Problem | Starting at the line that contains "Please trace the outline of every instance of the <item>delivery" and stopping after the line that contains "M 311 407 L 148 269 L 189 521 Z", transcribe the listing below exactly; do not include any pictures.

Supplied entries |
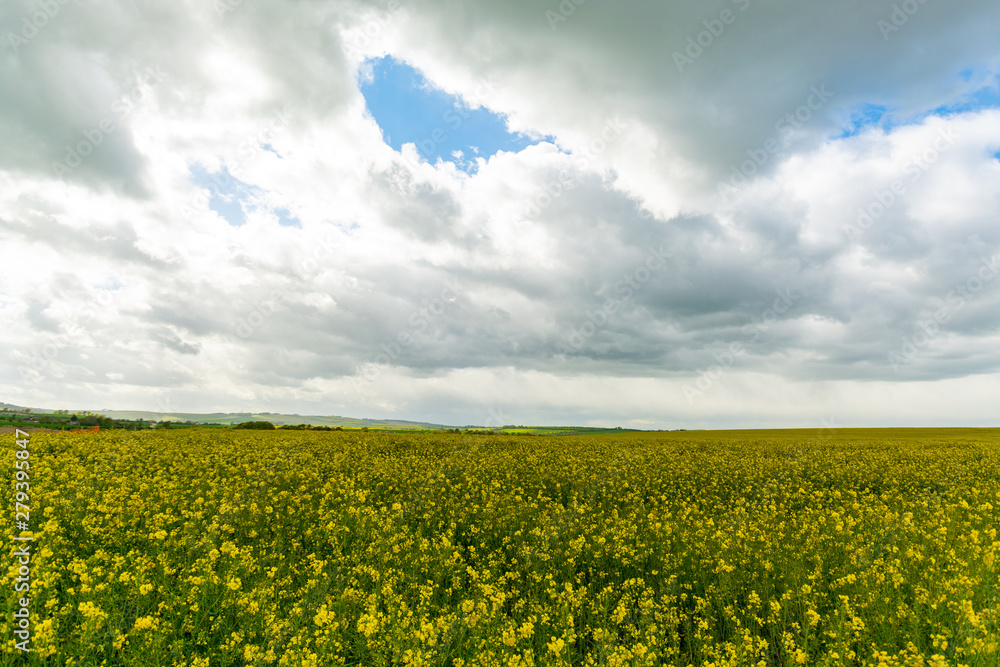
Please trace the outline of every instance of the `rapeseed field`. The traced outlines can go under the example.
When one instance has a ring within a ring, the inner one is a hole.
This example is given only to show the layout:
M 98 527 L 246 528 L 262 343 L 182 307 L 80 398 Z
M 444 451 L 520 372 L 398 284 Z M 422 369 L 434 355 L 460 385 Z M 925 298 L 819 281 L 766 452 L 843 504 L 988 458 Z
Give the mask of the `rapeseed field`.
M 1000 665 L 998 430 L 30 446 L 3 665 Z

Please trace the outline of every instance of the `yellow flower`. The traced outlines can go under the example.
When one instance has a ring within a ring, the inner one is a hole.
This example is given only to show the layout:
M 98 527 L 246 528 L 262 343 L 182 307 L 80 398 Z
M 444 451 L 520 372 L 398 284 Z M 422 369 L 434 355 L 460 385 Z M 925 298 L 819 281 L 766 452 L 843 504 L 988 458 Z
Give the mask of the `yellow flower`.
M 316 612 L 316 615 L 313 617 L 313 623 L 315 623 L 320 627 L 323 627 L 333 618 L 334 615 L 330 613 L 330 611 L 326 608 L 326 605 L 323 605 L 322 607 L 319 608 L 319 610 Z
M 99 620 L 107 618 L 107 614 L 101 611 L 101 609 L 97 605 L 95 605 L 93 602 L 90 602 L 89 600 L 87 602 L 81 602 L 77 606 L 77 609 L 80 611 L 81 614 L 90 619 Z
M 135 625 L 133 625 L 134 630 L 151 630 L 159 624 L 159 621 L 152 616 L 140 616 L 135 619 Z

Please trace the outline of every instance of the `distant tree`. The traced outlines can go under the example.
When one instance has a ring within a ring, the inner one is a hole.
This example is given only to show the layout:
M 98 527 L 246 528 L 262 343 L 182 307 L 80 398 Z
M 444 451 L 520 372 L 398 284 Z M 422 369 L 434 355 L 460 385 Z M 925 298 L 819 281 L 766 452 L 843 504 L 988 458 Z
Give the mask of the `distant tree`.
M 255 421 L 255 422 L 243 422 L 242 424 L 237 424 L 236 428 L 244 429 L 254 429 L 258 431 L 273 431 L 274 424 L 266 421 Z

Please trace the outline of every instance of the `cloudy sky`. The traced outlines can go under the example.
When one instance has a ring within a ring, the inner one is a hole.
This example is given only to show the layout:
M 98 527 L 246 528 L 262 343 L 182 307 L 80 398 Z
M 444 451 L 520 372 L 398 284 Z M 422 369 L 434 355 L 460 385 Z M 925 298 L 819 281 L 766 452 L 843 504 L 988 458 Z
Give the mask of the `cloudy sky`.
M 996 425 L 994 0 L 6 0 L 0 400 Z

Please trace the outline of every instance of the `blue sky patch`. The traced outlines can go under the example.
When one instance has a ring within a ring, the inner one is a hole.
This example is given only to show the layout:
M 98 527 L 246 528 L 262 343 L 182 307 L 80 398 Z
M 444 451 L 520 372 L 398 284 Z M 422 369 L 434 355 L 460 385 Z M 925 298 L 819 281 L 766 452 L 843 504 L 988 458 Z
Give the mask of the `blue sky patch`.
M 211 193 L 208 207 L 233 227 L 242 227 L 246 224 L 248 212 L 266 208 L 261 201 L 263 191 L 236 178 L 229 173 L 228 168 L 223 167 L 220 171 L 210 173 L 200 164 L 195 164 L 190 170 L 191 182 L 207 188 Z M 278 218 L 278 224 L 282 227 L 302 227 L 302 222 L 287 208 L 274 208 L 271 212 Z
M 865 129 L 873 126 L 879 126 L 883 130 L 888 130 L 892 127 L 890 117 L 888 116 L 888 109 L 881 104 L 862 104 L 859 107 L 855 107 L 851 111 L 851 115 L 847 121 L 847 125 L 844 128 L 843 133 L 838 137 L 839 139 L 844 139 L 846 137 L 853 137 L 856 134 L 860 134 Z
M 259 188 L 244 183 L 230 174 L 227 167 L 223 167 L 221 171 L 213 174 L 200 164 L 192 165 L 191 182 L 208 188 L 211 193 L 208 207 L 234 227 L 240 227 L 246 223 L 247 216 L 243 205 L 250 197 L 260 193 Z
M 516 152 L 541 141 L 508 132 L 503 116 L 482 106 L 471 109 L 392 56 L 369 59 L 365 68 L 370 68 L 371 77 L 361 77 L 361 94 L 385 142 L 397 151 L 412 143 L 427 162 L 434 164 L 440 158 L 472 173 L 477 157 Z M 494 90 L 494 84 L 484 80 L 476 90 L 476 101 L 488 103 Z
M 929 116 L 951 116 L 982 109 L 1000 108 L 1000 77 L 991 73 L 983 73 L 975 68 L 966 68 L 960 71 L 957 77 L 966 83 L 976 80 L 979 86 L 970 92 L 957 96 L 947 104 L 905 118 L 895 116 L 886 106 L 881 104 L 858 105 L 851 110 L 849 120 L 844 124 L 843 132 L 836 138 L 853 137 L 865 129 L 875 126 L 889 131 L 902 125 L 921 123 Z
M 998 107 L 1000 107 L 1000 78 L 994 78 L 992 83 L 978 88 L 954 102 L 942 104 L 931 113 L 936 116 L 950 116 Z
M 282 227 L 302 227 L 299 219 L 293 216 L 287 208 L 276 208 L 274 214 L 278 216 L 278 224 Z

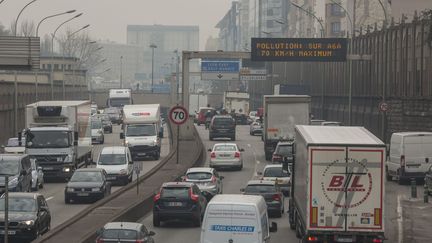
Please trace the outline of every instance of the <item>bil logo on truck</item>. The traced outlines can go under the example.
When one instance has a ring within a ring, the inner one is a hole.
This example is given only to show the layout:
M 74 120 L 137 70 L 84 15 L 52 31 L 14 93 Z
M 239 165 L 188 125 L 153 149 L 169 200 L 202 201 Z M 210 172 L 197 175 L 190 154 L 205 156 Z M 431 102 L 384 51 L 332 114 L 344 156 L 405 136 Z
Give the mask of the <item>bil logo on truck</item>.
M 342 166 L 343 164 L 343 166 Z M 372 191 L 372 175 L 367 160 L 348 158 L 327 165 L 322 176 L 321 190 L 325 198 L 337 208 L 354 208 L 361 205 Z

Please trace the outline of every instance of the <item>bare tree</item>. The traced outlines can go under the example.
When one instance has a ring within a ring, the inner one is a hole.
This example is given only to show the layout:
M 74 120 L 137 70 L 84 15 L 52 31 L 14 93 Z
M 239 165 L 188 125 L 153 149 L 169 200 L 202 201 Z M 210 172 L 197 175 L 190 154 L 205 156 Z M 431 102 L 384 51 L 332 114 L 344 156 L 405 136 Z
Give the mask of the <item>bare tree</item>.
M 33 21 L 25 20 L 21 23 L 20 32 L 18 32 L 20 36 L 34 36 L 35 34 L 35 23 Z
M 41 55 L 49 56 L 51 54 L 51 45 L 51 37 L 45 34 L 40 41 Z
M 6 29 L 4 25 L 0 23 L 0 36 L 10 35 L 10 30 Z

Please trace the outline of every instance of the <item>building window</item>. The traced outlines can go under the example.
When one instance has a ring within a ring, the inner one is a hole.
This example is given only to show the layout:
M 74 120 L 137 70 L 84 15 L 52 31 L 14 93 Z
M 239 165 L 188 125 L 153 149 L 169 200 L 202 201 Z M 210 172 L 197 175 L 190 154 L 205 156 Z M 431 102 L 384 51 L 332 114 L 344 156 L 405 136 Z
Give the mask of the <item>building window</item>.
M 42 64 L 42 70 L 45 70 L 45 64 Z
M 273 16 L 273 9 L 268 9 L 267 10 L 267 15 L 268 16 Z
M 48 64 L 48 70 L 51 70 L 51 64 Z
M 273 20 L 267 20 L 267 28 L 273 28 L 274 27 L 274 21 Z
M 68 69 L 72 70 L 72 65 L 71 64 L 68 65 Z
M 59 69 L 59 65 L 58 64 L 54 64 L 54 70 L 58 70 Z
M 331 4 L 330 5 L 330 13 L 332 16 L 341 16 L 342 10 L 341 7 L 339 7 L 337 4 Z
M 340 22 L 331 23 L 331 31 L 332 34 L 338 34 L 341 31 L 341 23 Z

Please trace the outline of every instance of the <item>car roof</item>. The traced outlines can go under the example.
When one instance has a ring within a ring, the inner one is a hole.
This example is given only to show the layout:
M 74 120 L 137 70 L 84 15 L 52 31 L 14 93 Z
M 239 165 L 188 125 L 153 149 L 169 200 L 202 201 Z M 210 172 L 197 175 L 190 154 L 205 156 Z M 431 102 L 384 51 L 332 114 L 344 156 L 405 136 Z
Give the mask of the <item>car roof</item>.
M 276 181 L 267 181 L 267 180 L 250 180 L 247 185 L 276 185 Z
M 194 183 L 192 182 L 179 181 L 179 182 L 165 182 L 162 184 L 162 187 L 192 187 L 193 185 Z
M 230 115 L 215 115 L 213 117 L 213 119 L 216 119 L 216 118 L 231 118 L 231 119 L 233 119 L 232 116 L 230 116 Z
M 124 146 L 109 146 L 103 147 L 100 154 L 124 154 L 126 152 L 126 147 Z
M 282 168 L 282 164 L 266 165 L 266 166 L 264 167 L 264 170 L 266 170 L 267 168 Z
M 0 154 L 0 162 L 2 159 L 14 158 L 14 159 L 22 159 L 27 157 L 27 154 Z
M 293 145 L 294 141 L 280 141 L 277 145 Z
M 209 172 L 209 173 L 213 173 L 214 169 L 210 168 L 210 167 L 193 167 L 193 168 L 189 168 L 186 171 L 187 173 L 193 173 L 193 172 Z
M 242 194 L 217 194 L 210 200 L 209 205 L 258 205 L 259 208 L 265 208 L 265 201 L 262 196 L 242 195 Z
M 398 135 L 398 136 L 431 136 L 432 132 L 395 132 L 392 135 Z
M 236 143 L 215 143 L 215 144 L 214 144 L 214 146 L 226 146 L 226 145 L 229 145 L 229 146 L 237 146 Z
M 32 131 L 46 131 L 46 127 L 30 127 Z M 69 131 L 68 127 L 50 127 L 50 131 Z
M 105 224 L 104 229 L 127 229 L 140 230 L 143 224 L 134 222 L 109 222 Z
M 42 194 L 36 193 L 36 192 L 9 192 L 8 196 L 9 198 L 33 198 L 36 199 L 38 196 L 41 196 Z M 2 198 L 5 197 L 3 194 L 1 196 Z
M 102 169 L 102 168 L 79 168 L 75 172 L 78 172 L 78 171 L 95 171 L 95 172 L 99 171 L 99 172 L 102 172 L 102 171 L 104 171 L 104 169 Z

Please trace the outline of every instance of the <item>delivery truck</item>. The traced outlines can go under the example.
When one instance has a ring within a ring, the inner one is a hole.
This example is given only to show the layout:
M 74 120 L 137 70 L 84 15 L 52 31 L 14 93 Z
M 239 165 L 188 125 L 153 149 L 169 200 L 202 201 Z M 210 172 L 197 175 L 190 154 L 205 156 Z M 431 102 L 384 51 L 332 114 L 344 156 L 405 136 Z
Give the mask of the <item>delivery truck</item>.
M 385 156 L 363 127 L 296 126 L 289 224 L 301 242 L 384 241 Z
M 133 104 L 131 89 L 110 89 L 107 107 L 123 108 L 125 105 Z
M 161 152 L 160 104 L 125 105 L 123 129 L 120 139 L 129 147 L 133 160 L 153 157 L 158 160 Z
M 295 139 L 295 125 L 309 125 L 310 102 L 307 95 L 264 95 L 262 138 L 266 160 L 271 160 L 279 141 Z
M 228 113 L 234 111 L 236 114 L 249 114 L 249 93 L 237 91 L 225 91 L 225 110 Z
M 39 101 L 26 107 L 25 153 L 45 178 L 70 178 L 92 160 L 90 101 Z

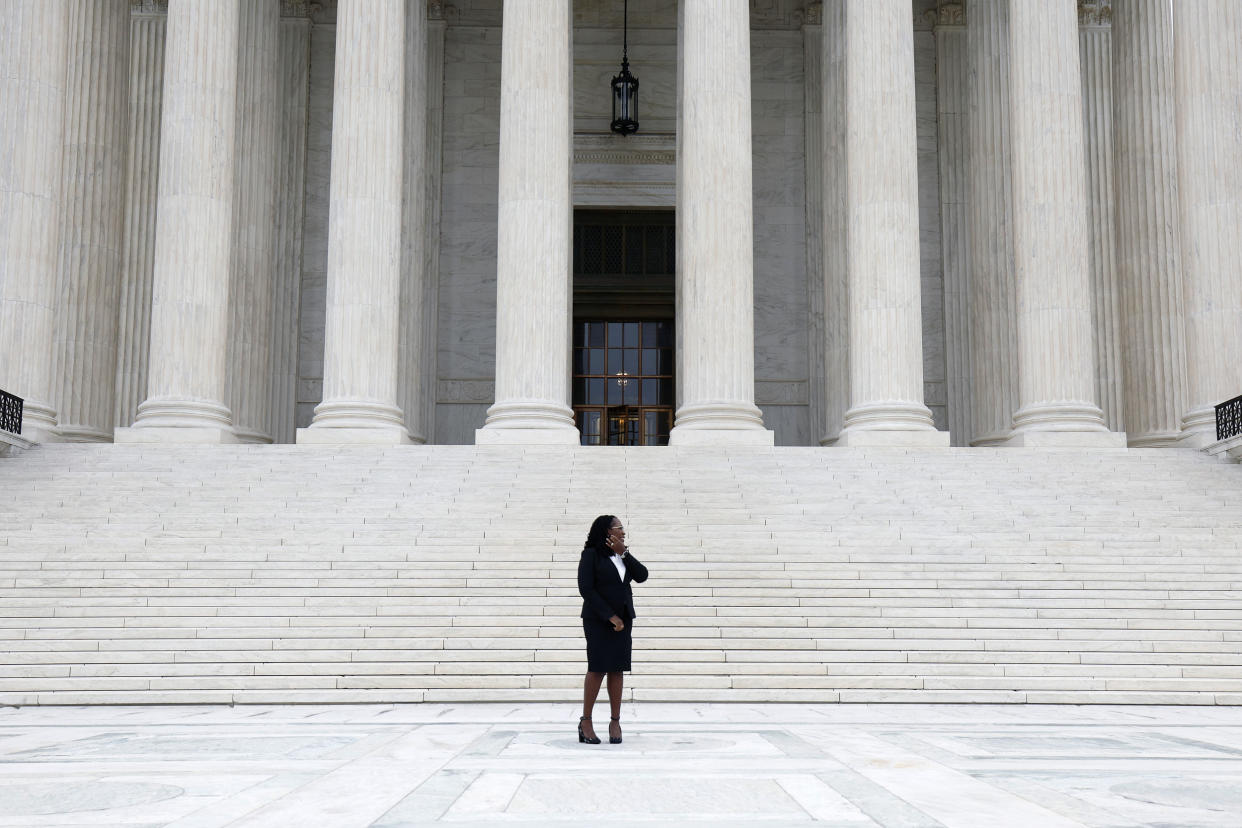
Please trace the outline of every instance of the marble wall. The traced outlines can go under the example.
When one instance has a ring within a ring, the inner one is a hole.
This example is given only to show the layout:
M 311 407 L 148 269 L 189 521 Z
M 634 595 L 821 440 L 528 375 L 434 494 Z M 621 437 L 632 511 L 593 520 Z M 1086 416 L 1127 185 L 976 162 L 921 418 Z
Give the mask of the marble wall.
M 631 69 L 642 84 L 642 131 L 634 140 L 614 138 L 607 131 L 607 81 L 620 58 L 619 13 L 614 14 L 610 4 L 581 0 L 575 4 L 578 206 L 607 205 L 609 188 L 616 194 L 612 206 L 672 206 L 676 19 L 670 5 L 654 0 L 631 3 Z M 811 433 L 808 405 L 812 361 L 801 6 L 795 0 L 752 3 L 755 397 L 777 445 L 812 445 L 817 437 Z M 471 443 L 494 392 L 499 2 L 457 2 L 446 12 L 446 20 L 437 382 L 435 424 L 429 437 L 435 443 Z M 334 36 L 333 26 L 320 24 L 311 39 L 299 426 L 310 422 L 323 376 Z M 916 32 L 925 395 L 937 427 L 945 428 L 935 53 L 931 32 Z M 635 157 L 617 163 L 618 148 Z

Exercise output |
Please trace the outline of every instance of the <item>delivery truck</item>. The traced outlines can go under the example.
When one instance has a ring within a ring, the inner one is a hole.
This example is given only to show the layout:
M 74 120 L 137 70 L 84 15 L 52 31 L 14 93 Z
M 239 165 L 188 125 L 153 149 L 169 200 L 202 201 Z M 210 172 L 197 175 L 190 154 L 205 156 Z M 431 102 L 384 51 L 332 114 L 344 156 L 405 136 Z
Give the mask of the <item>delivery truck</item>.
M 385 156 L 363 127 L 296 126 L 289 224 L 301 242 L 384 241 Z
M 133 104 L 131 89 L 110 89 L 107 107 L 123 108 L 125 105 Z
M 161 152 L 160 104 L 125 105 L 123 129 L 120 139 L 129 147 L 133 160 L 153 157 L 158 160 Z
M 295 139 L 295 125 L 309 125 L 310 102 L 307 95 L 264 95 L 262 138 L 266 160 L 271 160 L 279 141 Z
M 228 113 L 234 111 L 236 114 L 249 114 L 249 93 L 237 91 L 225 91 L 225 110 Z
M 39 101 L 26 107 L 25 153 L 45 178 L 70 178 L 92 160 L 90 101 Z

Please trace the outline of every instance of the marble wall. The traced outlines can go under the example.
When one instance has a ring within a ring, the inner one is a hole.
This example is given only to show the layout:
M 311 407 L 148 269 L 189 521 Z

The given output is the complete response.